Reprenez l'extrait sur la mort et la maladie dans l'Église orthodoxe et poursuivez-le à partir de sa dernière phrase.

### Extrait:
-------

Ainsi, analyser ces demandes de mort lors de souffrances morales et existentielles sont difficiles, complexes et demandent du temps et du personnel compétent. Pour pouvoir répondre à un tel exercice, il faudrait accroître le nombre de soignants et améliorer les conditions de leur travail. Car le soin n’est pas seulement un acte technique, il est avant tout un accompagnement hautement humain de tout acte qui soigne.

Quelle vision de la mort et de la maladie dans l’Eglise orthodoxe?

Ces réflexions sont portées par quelques convictions fondamentales de la foi chrétienne telle qu’elle est enseignée et vécue par l’Église orthodoxe :

mourir fait partie de la condition humaine marquée par la chute d’Adam, mais la vie d’une personne humaine ne peut pas se réduire à la mort qui aurait le dernier mot. La condition humaine devrait toujours être envisagée à la lumière de la Résurrection du Christ. Selon la théologie orthodoxe, l’objectif final de toute vie est la communion éternelle avec Dieu, or celle-ci est indissociable de la relation profonde et attentif que tout être humain (peu importe son état de santé mentale, physique ou autre) a avec l’ensemble de la création divine. Il est vrai, qu’en considérant la vie comme un don éternel de Dieu, la mort reste un dernier ennemi. Or celui-ci a été vaincu une fois pour toute par la mort et la résurrection du Christ. Depuis, la mort est transformée en un « passage » bienvenu, qui nous guide vers la vie éternelle de communion joyeuse qui ne connaîtra ni fin ni souffrance ni séparation.

-------

### Informations fournies:
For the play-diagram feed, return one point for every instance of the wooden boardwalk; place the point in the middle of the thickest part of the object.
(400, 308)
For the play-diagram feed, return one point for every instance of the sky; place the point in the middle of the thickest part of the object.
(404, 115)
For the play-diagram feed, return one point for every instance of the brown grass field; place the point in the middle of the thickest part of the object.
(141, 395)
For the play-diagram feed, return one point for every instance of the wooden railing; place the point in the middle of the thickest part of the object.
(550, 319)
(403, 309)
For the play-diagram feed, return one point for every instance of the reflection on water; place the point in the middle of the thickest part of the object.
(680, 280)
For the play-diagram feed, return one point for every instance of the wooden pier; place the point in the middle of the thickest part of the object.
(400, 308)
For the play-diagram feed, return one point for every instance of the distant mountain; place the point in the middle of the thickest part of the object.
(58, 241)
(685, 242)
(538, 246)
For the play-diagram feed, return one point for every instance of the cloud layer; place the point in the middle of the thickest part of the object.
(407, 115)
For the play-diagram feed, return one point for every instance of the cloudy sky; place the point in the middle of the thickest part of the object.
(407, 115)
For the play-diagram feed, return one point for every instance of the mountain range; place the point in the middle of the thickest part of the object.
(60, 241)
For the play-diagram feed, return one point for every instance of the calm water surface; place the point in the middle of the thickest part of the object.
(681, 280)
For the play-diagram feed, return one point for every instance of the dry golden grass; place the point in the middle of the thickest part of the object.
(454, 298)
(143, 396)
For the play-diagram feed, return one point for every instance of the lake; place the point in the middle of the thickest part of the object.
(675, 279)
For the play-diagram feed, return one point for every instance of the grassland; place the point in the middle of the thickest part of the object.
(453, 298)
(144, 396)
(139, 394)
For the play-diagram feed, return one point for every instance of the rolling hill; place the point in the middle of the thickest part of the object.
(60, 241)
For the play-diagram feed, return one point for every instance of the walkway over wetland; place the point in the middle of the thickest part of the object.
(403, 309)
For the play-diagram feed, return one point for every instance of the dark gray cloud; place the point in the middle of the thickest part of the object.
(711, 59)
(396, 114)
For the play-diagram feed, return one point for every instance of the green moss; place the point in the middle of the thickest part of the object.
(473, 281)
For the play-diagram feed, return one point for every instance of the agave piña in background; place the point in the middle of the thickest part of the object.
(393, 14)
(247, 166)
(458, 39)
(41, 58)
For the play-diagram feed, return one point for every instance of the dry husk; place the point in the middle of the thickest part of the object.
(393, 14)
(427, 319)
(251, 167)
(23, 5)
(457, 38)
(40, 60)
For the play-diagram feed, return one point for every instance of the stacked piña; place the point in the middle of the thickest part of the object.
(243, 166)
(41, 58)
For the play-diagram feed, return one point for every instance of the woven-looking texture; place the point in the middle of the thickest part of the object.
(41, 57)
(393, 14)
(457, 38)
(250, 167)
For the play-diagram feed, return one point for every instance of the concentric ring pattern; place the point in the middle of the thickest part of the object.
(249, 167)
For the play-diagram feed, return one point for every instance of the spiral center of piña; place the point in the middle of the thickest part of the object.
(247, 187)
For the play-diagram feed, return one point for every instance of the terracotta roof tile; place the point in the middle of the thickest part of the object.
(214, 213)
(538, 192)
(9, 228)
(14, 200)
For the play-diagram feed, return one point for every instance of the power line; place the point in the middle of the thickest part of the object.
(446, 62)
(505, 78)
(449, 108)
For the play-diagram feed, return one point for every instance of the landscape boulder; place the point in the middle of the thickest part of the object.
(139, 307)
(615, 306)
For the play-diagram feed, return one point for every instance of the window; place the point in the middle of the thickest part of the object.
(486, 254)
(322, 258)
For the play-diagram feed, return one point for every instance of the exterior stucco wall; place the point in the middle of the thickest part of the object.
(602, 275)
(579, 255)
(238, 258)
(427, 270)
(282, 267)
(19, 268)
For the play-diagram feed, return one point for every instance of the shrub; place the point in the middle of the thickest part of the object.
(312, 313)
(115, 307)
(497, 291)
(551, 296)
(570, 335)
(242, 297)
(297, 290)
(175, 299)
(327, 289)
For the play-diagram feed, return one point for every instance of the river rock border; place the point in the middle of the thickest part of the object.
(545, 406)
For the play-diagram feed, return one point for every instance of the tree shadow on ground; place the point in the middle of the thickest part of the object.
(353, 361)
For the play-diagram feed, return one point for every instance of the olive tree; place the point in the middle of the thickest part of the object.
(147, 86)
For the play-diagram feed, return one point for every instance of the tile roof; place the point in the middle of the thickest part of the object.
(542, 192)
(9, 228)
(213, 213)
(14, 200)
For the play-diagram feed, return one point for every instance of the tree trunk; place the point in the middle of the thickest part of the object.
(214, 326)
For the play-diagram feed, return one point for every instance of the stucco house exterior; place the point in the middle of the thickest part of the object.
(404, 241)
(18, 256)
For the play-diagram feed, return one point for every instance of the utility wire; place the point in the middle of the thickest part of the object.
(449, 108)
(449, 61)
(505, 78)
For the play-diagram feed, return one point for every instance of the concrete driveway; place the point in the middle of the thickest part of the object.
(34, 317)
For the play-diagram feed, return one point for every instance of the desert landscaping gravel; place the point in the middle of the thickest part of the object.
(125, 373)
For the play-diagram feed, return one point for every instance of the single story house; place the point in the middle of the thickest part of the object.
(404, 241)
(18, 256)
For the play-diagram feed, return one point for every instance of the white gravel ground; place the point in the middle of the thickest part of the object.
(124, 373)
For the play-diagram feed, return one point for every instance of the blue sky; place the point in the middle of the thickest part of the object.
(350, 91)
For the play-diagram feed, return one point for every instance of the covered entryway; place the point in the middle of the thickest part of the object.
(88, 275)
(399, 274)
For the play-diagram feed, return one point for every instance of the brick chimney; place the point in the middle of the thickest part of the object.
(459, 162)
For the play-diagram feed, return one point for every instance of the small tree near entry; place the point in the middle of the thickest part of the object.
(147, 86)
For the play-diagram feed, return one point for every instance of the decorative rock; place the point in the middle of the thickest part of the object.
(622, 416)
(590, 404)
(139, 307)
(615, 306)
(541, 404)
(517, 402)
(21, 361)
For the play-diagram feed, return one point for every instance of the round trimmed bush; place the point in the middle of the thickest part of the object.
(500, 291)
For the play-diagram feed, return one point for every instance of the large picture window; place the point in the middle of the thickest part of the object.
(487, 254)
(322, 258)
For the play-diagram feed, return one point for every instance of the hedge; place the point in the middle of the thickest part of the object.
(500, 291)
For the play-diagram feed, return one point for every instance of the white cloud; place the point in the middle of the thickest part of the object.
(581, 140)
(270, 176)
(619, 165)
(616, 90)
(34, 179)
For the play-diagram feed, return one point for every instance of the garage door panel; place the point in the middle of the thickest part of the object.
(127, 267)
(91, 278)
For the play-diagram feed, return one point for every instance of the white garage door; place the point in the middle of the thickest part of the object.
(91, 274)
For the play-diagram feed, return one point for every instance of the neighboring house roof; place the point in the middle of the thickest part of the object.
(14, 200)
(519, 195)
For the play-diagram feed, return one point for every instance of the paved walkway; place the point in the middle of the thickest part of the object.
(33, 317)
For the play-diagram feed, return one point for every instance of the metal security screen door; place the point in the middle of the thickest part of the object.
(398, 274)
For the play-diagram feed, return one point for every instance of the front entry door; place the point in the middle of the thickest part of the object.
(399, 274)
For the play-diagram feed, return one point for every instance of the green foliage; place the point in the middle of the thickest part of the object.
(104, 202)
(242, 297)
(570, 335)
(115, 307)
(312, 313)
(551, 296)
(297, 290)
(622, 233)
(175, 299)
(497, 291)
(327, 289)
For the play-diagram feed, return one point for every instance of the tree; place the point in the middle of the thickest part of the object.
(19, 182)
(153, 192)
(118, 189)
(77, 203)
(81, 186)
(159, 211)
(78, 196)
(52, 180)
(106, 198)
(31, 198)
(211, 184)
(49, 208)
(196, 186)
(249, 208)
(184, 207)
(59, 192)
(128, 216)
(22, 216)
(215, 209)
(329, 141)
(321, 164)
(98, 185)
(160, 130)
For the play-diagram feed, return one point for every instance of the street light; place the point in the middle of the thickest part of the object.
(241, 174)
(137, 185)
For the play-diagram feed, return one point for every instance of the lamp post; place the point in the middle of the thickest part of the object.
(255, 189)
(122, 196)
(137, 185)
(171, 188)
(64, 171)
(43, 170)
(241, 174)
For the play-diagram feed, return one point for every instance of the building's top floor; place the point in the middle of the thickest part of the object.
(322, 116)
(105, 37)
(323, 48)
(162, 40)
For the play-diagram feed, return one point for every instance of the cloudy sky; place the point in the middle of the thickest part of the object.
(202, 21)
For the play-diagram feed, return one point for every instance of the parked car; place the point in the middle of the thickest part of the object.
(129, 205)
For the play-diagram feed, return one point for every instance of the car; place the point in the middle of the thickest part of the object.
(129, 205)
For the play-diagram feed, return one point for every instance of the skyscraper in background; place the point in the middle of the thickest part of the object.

-------

### Résultat:
Dieu est le créateur de la vie et toute vie est l’œuvre de Dieu. Dès lors, ni la vie ni la mort ne nous appartiennent. Dans cette perspective, il semble clair qu’il ne faudrait pas s’acharner à prolonger artificiellement la vie pour éviter la mort biologique, ni l’abréger afin d’éviter tout contact avec l’angoisse suscitée par la mort. Les questions qui se posent en ces moments difficiles ne sont souvent pas d’ordre purement médical ou biologique, mais touchent à l’ensemble de la condition de vie d’un être humain. La personne humaine souffrante reste une personne humaine « à l’image et à la ressemblance » de Dieu tri-unique, un mystère que la science ne pourra jamais circonscrire dans sa totalité. C’est cette participation à la vie divine instaurée par l’incarnation du Christ et l’Église – son Corps, qui empêche de pétrifier l’homme, de le chosifier en produit moral ou physique et de l’humilier.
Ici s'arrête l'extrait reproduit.